=== AIM OF THE EXERCISE ===
All records are to be retyped faithfully and completely.

---- TASK MATERIAL

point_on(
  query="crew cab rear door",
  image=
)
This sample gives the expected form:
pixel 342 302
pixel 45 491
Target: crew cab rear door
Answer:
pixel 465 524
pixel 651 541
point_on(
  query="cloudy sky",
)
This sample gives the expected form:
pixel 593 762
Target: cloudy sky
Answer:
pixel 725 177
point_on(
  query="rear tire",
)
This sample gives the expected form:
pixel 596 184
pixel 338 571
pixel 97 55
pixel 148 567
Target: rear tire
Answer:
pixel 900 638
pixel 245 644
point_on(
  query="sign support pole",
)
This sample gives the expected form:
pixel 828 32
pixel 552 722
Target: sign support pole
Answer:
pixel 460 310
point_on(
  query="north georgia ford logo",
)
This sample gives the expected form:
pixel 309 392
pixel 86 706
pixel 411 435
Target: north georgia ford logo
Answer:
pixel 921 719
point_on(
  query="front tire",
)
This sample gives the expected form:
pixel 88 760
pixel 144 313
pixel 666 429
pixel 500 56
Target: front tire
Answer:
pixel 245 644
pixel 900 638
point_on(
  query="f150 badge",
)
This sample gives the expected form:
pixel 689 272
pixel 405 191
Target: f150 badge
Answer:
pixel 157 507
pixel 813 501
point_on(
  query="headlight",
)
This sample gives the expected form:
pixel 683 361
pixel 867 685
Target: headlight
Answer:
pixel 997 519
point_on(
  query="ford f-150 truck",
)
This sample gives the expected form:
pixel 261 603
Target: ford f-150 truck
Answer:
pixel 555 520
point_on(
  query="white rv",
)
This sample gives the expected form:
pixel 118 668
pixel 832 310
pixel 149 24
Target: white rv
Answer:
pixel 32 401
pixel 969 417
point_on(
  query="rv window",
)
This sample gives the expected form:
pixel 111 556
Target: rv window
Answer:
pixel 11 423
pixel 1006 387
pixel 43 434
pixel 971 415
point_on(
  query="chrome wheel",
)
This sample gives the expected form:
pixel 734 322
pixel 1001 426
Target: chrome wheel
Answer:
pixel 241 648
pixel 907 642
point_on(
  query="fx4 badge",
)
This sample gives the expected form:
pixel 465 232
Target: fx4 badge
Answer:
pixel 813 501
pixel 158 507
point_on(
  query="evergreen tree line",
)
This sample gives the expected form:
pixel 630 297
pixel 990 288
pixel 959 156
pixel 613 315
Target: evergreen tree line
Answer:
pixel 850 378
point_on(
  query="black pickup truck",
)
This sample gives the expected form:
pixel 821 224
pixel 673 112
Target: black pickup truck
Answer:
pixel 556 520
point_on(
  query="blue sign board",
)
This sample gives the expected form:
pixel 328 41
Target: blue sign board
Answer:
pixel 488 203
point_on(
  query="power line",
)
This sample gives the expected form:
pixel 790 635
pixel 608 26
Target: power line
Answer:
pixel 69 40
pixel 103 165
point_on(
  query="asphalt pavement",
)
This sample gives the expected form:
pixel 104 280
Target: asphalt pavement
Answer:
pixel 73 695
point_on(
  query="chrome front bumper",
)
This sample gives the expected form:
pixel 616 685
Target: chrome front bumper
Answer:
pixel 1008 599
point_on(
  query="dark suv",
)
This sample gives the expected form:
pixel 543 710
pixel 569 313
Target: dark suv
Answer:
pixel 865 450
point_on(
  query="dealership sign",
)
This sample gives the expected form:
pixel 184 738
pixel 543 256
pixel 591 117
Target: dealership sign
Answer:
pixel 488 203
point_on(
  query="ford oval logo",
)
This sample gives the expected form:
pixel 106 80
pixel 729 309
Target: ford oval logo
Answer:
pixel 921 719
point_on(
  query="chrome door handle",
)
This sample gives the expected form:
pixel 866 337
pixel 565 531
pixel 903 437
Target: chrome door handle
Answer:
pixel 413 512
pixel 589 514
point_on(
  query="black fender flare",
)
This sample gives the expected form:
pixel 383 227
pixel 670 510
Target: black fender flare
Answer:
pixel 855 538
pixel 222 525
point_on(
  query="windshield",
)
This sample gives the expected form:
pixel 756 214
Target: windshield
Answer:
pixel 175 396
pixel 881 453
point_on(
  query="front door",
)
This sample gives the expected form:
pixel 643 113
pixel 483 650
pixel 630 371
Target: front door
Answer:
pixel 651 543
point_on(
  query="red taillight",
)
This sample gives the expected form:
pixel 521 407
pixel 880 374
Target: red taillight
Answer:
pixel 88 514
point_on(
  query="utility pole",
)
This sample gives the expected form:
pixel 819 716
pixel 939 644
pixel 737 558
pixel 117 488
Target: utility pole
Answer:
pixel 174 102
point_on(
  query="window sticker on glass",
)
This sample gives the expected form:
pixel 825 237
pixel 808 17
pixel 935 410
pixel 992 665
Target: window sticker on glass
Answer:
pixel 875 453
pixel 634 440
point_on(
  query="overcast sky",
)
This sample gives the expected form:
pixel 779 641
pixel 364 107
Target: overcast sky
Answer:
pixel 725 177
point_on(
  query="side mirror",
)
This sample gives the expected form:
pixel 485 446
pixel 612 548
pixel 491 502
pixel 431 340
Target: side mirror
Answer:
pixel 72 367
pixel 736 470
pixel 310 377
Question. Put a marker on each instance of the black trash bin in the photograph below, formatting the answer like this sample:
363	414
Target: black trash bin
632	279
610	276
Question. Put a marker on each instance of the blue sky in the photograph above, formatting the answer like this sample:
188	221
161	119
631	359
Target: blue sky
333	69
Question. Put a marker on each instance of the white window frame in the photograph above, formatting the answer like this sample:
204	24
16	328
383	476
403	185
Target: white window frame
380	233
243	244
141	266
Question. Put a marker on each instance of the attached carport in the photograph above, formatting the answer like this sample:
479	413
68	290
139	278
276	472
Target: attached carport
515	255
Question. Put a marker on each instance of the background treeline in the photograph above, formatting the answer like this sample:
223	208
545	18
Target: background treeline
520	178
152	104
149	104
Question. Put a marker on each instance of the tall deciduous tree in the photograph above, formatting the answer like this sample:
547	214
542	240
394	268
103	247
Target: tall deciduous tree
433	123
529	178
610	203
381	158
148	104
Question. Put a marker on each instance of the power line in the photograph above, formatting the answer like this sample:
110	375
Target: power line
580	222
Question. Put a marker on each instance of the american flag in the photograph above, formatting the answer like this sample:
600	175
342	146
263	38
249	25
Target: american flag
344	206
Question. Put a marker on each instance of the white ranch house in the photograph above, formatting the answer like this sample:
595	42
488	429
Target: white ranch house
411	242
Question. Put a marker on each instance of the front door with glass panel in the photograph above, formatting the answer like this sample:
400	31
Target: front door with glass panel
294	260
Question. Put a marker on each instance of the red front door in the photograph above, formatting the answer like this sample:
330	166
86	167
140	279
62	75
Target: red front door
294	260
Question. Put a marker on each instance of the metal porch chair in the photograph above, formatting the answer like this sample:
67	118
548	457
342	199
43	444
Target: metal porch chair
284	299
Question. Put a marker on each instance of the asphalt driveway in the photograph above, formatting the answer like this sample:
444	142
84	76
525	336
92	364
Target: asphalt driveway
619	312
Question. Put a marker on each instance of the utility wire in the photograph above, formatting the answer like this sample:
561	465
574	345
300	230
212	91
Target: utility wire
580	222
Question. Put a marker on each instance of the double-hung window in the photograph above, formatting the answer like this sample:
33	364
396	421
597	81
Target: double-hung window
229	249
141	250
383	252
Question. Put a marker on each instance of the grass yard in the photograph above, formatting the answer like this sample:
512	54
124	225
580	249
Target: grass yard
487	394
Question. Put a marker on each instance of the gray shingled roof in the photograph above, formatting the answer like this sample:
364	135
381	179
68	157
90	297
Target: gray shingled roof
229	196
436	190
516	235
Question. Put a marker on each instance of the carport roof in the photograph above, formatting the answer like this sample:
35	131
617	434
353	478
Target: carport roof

--------

=== WRITTEN SOLUTION ===
point_on(
  query="crew cab rear door",
  image=
)
This sample gives the expected form:
pixel 342 302
pixel 45 491
Target: crew cab rear door
Answer:
pixel 465 524
pixel 651 541
point_on(
  query="cloudy sky",
)
This sample gives the expected form:
pixel 593 762
Target: cloudy sky
Answer:
pixel 725 177
point_on(
  query="rear tire",
)
This sample gives the expected form:
pixel 596 184
pixel 338 571
pixel 97 55
pixel 148 567
Target: rear tire
Answer:
pixel 900 638
pixel 245 644
point_on(
  query="sign support pole",
)
This sample gives the expected form:
pixel 828 32
pixel 552 722
Target: sign support pole
Answer:
pixel 460 310
point_on(
  query="north georgia ford logo",
)
This sample gives the expected form:
pixel 309 392
pixel 86 706
pixel 411 435
Target: north georgia ford logo
Answer:
pixel 921 719
point_on(
  query="front tire",
)
This sample gives the expected form:
pixel 88 760
pixel 144 313
pixel 666 429
pixel 500 56
Target: front tire
Answer:
pixel 245 644
pixel 900 638
point_on(
  query="f150 badge",
)
This sample gives the expected form:
pixel 689 272
pixel 405 191
Target: f150 badge
Answer:
pixel 157 507
pixel 813 501
point_on(
  query="headlight",
)
This sample gives the expected form:
pixel 683 361
pixel 867 685
Target: headlight
Answer:
pixel 997 519
point_on(
  query="ford f-150 truck",
)
This sample gives the expected form:
pixel 261 603
Target: ford f-150 truck
Answer:
pixel 555 520
point_on(
  query="white rv",
)
This sample gives the expected form:
pixel 118 668
pixel 832 310
pixel 149 24
Target: white rv
Answer:
pixel 32 401
pixel 969 417
point_on(
  query="rv window",
)
This sample gives the expected form:
pixel 111 556
Target: rv window
Answer:
pixel 11 423
pixel 1006 387
pixel 43 434
pixel 971 415
point_on(
  query="chrome wheel",
)
This sample gives the expected form:
pixel 734 322
pixel 1001 426
Target: chrome wheel
Answer:
pixel 241 648
pixel 907 642
point_on(
  query="fx4 badge",
)
This sample gives the expected form:
pixel 465 232
Target: fx4 badge
Answer:
pixel 813 501
pixel 158 507
point_on(
  query="evergreen tree line",
)
This sample gives the expected form:
pixel 630 297
pixel 990 288
pixel 959 156
pixel 613 315
Target: evergreen tree line
Answer:
pixel 850 378
point_on(
  query="black pickup truck",
)
This sample gives the expected form:
pixel 821 224
pixel 673 112
Target: black pickup truck
Answer:
pixel 556 520
point_on(
  query="blue sign board",
)
This sample gives the expected form:
pixel 328 41
Target: blue sign board
Answer:
pixel 488 203
point_on(
  query="power line",
)
This sample gives the expected form:
pixel 790 635
pixel 608 26
Target: power line
Answer:
pixel 69 40
pixel 103 165
point_on(
  query="asphalt pavement",
)
This sample gives the expected form:
pixel 104 280
Target: asphalt pavement
Answer:
pixel 73 695
point_on(
  query="chrome front bumper",
)
This sample gives the expected form:
pixel 616 685
Target: chrome front bumper
Answer:
pixel 1008 599
point_on(
  query="dark suv",
)
This sample gives the expected form:
pixel 543 710
pixel 569 313
Target: dark suv
Answer:
pixel 865 450
point_on(
  query="dealership sign",
)
This sample gives the expected form:
pixel 184 738
pixel 543 256
pixel 591 117
Target: dealership sign
Answer:
pixel 488 203
point_on(
  query="ford oval logo",
)
This sample gives the expected form:
pixel 106 80
pixel 729 309
Target: ford oval logo
Answer:
pixel 921 719
point_on(
  query="chrome door handle",
)
This sample gives the expected form:
pixel 866 337
pixel 565 531
pixel 903 437
Target: chrome door handle
Answer:
pixel 413 512
pixel 589 514
point_on(
  query="black fender flare",
)
This sample gives the expected form:
pixel 383 227
pixel 670 510
Target: black fender flare
Answer:
pixel 855 538
pixel 222 525
point_on(
  query="windshield",
)
This sample gives the expected form:
pixel 756 214
Target: windshield
Answer:
pixel 175 396
pixel 881 453
point_on(
  query="front door",
)
This sample gives the expected form:
pixel 643 113
pixel 483 650
pixel 630 371
Target: front door
Answer:
pixel 651 543
point_on(
  query="red taillight",
)
This sample gives the expected form:
pixel 521 407
pixel 880 374
Target: red taillight
Answer:
pixel 88 514
point_on(
  query="utility pole",
)
This sample gives the expected form:
pixel 819 716
pixel 939 644
pixel 737 558
pixel 117 488
Target: utility pole
Answer:
pixel 174 102
point_on(
  query="window sticker on glass",
)
This sample gives the expected form:
pixel 825 237
pixel 808 17
pixel 935 410
pixel 992 665
Target: window sticker on glass
Answer:
pixel 875 453
pixel 634 440
point_on(
  query="overcast sky",
)
This sample gives the expected form:
pixel 779 641
pixel 364 107
Target: overcast sky
Answer:
pixel 725 177
point_on(
  query="side mirror",
)
This sample gives the expected form:
pixel 485 446
pixel 612 548
pixel 491 502
pixel 431 340
Target: side mirror
Answer:
pixel 72 367
pixel 736 470
pixel 310 377
Question. Put a marker on each instance of the black trash bin in the photograph below, formatting the answer like this sample:
363	414
Target: black trash bin
632	279
610	276
Question. Put a marker on each instance of the blue sky in the photograph above, formatting the answer like this sample:
188	221
161	119
631	359
Target: blue sky
333	69
Question. Put a marker on each instance of the white window frame in the photograph above, formatting the answer like this sample:
204	24
16	328
383	476
403	185
Target: white window frame
380	233
243	244
141	266
Question. Put a marker on each instance of the attached carport in the photograph above, formatting the answer like this sample:
479	413
68	290
139	278
276	472
Target: attached carport
515	255
Question. Put a marker on each instance of the background treeline in the photograph above, formatting the answer like this sample:
223	208
545	18
Target: background treeline
520	178
152	104
149	104
Question. Put a marker on each instance of the tall deciduous tree in the photograph above, formatting the answer like this sample:
547	214
542	240
394	268
103	247
Target: tall deciduous tree
433	123
529	178
610	203
381	158
148	104
Question. Put a marker on each instance of the power line in the photograph above, formatting the answer like this sample:
110	375
Target: power line
580	222
Question. Put a marker on each instance of the american flag in the photograph above, formatting the answer like this sample:
600	175
342	146
263	38
249	25
Target: american flag
344	206
Question. Put a marker on each instance of the white ranch house in the photograph above, formatting the answer like this sample:
595	42
488	429
Target: white ranch house
411	242
Question. Put a marker on each instance of the front door with glass panel in the photograph above, formatting the answer like this sample:
400	31
Target: front door with glass panel
294	260
Question. Put a marker on each instance of the red front door in the photograph above, formatting the answer like this sample:
330	166
86	167
140	279
62	75
Target: red front door
294	260
Question. Put a marker on each instance of the metal porch chair in the photograph above, formatting the answer like this sample:
67	118
548	457
342	199
43	444
Target: metal porch chair
284	299
Question. Put a marker on each instance of the asphalt driveway in the photograph above, formatting the answer like this sample:
444	142
84	76
525	336
92	364
Target: asphalt driveway
619	312
Question. Put a marker on each instance of the utility wire in the photograph above, formatting the answer like this sample:
561	465
574	345
300	230
212	91
Target: utility wire
580	222
Question. Put a marker on each instance of the double-hung window in the photograph above, formatting the answer like this sample:
33	364
396	421
597	81
Target: double-hung window
229	249
141	250
383	252
Question. Put a marker on each instance of the grass yard in the photograph above, formatting the answer like this sample:
512	54
124	225
580	249
Target: grass yard
487	394
Question. Put a marker on each instance of the gray shingled roof in the photograph above, formatting the answer like this sample:
364	135
381	179
68	157
90	297
Target: gray shingled roof
229	196
436	190
516	235
Question. Put a marker on each instance of the carport roof in the photograph above, formatting the answer like this sample:
35	131
617	434
353	478
Target: carport roof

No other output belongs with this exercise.